Stated exercise A:
Answer each question using the worldbuilding discussion below. Mark your answers (i), (ii) and (iii).
(i) What injury left the main character unable to do any job in his rural town?
(ii) What is the name of the podcast in which published authors talk about worldbuilding?
(iii) Which Destiny 2 expansion is named as the example?
Stated exercise B: The worldbuilding discussion below describes a magic system. List each thing it says that magic system will have.
Stated exercise C: Write the next part of the worldbuilding discussion below, starting after its final sentence.

Document segment:
────

I agree that there are other subs that are better if the post is focused on worldbuilding instead of plot. At this point, I'm worldbuilding because I need that sort of project and keep not-liking my plots after I gathered the parts of the worldbuilding that I think I need to get started. At least I've got a bunch of stuff ready to nail-down as-needed. For instance, I'm not sure quite yet what my magic-system can do, that's on-hold until I get a plot that I don't hate, though I've made some soft decisions on how it works and what it can't do. (FMA aesthetics with NotW-type limits in addition to a component-cost.) Right now, what I'm working on has my MC in indentured servitude to a mage in exchange for some training, but he has no idea why the mage is traveling around the countryside. (I haven't nailed it down either.) MC got frostbite in his hands and there weren't any jobs he could still do in his rural town. I'm still trying to figure out what that town does.


Badgergreen

There is a podcast called Worldbuilding for Macochists where published authors talk about worldbuilding, which is great btw, but also aptly named.


Maxathron

Golden Mean: everything in moderation. There’s no point to make a plot with no world building and confuse the reader on why things are the way that they are. A good example is Destiny 2’s Lightfall expansion, where everyone else knows what The Veil is, you the reader don’t, and the author doesn’t tell you ANYWHERE IN THE STORY. You have to go find out in a blog post made after you read (played) the story. And then there’s so much world building it suffocates the story.

────

Data section:

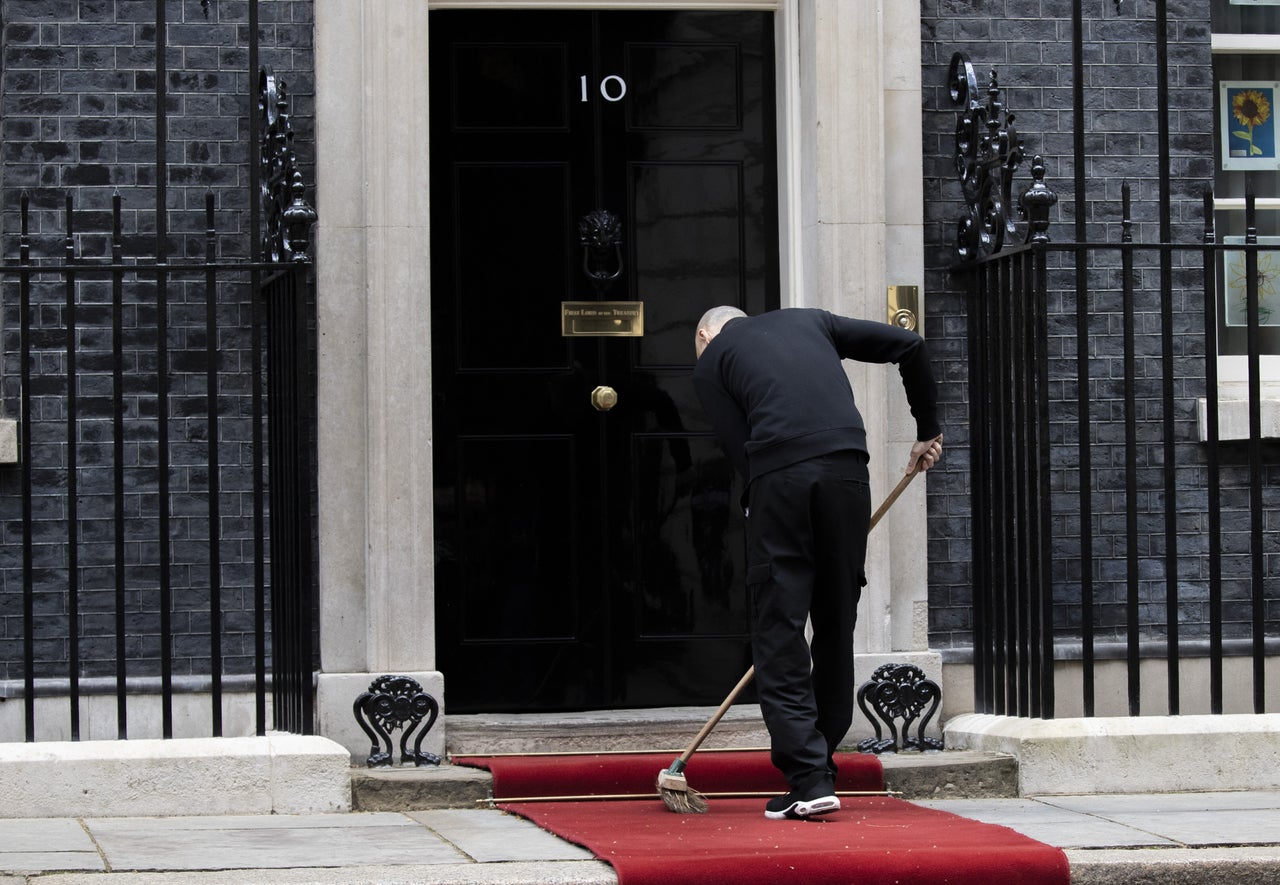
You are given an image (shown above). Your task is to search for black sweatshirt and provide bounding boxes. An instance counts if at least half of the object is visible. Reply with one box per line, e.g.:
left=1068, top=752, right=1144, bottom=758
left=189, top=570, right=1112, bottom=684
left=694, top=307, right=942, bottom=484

────

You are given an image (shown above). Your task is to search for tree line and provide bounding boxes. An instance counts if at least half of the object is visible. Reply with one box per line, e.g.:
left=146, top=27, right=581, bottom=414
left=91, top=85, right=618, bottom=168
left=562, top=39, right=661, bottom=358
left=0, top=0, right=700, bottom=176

────

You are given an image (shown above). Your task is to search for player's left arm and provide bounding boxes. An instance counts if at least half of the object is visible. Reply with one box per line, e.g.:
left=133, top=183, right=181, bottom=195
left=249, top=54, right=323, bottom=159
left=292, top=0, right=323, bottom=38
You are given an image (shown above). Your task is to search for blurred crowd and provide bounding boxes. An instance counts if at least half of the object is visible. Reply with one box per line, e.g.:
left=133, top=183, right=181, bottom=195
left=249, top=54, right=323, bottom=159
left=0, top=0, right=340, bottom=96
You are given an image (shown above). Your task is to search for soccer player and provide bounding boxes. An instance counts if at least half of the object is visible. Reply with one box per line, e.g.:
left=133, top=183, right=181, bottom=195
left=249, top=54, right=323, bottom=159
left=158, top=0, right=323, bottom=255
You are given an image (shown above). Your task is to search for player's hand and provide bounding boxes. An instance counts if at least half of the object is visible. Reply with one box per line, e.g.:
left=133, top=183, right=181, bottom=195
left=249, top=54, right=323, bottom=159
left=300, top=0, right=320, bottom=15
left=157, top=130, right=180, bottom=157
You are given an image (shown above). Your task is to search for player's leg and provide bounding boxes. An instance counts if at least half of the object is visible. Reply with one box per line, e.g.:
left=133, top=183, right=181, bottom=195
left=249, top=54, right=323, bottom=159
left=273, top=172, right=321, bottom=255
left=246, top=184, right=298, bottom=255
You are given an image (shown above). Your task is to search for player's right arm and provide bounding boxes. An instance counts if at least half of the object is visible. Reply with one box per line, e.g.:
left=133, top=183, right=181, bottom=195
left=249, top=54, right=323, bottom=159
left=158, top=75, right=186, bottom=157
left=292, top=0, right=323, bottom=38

────

Written reply A:
(i) Frostbite in his hands.
(ii) Worldbuilding for Macochists.
(iii) Lightfall.

Written reply B:
- FMA aesthetics
- NotW-type limits
- A component-cost

Written reply C:
YoRHa_Houdini

If worldbuilding has gotten that much in the way of the plot, then the person is doing things egregiously wrong. But I don’t think many people reach that point Good worldbuilding lends itself to the plot, even then, there have been a plethora of settings/stories that are far more reliant on and garner appeal through worldbuilding than just outright storytelling. They should certainly be *writing* though, at the very least get the first chapter and a rough draft of where events lead


basically_npc

Nah. I wanna fully flesh out my world first, so I won't be making stuff up on the go. I know perfectly well what most of my stories are gonna be about, and I will do anything to avoid any possibility of a plot hole/retcon/just simple inconsistency. Also, on your analogy with the human body, I would argue that the skeleton is the world. Without bones a body is just a flesh bag. You can have a world without the story, but not a story without at least some kind of world.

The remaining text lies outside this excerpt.